* **REQUIRED TASK**
Count the rows below that contain the string "green", treating uppercase and lowercase as different. Reply with the number only.

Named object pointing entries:
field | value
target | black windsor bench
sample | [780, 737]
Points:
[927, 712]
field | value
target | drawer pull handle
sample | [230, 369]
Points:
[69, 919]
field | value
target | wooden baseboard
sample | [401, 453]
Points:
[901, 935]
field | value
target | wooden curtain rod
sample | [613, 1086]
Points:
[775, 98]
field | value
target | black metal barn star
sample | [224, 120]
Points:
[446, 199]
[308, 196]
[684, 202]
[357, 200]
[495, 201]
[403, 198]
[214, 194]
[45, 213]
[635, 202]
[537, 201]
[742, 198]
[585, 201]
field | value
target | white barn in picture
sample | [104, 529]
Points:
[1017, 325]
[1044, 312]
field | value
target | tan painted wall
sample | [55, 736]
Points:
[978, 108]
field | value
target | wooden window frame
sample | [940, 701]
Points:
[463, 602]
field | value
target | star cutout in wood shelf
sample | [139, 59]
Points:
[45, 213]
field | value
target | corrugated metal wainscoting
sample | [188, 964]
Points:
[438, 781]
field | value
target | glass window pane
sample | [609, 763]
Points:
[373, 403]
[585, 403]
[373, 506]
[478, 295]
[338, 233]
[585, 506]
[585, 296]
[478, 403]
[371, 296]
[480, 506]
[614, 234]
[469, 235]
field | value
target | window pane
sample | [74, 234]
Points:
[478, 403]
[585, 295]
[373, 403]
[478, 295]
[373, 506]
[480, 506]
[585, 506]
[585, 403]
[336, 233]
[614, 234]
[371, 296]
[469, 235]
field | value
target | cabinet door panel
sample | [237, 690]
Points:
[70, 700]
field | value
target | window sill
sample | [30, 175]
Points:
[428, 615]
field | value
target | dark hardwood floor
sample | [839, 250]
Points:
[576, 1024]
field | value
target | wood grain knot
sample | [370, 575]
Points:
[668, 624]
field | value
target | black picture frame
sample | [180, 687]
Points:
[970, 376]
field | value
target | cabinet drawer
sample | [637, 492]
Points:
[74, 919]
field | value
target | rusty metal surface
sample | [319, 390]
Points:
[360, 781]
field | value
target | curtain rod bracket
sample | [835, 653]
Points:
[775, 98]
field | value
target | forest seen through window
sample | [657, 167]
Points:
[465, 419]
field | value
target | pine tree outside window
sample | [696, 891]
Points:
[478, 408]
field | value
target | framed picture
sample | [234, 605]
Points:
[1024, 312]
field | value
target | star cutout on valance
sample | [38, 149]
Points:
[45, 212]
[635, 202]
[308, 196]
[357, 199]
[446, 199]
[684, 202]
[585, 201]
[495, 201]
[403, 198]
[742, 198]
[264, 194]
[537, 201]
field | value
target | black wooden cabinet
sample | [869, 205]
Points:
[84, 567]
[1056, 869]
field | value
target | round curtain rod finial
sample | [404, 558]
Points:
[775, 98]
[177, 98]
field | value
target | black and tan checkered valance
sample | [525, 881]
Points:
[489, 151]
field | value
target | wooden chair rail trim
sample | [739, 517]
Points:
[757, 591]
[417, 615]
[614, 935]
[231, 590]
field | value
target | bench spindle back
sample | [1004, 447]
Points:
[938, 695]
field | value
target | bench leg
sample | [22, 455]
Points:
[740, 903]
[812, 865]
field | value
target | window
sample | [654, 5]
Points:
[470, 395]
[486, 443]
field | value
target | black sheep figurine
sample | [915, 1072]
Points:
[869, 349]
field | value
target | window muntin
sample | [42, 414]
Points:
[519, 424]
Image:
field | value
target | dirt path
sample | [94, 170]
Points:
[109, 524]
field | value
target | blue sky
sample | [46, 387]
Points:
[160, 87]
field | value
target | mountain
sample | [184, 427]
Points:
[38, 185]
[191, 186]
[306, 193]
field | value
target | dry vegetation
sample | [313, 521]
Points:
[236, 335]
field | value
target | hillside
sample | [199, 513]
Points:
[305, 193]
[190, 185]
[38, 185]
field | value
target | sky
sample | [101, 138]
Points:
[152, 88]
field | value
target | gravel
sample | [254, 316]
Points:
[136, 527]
--
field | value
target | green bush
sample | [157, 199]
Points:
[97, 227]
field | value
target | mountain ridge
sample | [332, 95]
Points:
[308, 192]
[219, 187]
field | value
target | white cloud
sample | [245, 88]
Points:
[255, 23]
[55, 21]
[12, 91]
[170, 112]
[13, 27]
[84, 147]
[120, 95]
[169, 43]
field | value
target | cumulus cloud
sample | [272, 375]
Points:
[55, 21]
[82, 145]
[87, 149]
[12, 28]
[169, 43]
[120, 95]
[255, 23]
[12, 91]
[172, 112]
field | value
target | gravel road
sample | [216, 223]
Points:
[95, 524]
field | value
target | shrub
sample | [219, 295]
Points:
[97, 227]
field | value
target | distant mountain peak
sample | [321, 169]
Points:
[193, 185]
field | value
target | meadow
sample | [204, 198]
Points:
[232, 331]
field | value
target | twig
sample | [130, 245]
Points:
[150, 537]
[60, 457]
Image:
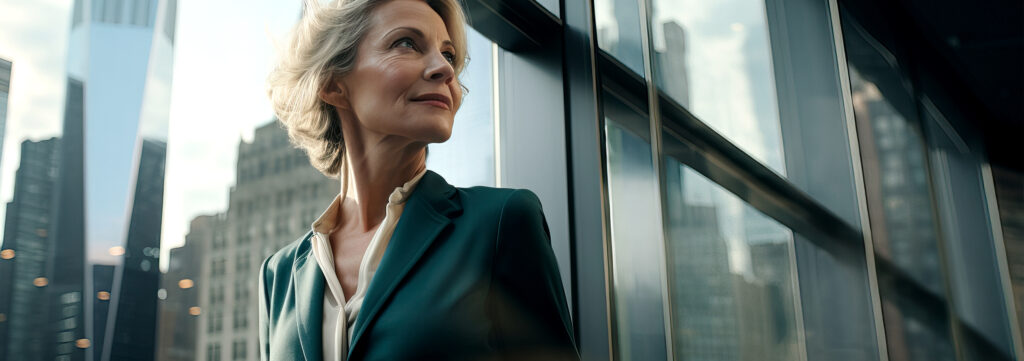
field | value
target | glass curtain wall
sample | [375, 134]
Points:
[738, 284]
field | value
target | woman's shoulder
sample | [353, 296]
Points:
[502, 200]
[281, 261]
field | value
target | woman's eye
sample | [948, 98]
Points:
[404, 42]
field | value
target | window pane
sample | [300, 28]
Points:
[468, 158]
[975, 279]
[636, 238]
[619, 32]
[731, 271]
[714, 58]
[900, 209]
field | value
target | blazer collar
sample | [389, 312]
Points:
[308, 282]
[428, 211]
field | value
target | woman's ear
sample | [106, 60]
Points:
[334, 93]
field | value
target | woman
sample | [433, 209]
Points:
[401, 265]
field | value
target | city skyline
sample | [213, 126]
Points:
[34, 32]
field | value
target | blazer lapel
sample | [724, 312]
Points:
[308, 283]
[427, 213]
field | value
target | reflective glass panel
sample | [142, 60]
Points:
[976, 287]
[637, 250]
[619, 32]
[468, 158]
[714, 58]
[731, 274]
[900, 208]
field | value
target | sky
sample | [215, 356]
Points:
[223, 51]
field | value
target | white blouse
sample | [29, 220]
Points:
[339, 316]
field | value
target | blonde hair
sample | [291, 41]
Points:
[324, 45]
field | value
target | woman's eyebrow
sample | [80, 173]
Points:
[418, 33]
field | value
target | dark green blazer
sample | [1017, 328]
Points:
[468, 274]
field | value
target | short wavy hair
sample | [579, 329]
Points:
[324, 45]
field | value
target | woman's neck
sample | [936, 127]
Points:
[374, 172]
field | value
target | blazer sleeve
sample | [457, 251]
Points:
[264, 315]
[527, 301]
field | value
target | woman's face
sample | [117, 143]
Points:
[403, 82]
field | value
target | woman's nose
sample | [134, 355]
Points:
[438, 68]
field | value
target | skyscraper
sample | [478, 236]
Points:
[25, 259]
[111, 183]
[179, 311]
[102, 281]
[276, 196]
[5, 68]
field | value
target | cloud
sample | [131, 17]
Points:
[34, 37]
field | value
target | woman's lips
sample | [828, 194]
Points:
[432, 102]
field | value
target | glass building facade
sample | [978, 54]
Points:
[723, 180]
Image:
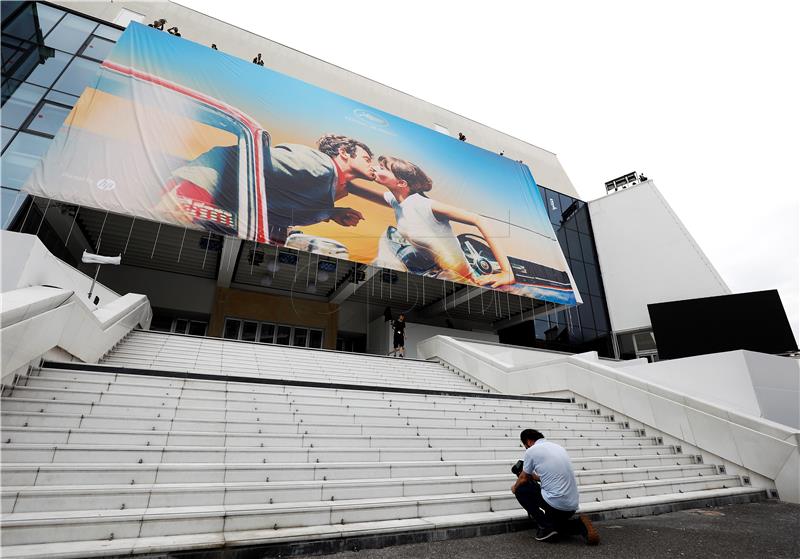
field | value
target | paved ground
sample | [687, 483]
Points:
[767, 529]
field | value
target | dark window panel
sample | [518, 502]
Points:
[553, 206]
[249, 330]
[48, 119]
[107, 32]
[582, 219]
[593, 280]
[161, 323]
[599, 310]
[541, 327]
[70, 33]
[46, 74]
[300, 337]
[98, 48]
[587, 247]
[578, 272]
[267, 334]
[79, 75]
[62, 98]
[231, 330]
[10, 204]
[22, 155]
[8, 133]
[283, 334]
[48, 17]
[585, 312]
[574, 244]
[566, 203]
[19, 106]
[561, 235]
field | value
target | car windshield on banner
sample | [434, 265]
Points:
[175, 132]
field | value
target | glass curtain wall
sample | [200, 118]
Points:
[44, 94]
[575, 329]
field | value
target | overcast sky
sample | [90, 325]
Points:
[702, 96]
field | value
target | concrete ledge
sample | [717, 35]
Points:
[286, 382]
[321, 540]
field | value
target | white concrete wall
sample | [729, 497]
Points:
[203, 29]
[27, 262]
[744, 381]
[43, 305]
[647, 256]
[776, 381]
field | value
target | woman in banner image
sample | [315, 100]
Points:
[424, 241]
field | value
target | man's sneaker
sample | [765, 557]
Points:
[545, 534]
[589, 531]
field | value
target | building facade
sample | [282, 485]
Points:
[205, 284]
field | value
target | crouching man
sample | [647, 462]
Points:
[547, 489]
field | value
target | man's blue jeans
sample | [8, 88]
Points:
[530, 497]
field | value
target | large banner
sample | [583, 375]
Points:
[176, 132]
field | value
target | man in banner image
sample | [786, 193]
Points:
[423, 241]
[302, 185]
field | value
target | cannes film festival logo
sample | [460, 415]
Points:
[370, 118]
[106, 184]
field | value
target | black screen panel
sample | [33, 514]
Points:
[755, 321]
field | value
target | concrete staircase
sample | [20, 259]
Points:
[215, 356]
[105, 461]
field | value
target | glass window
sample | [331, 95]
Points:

* **EXERCISE OUTPUT**
2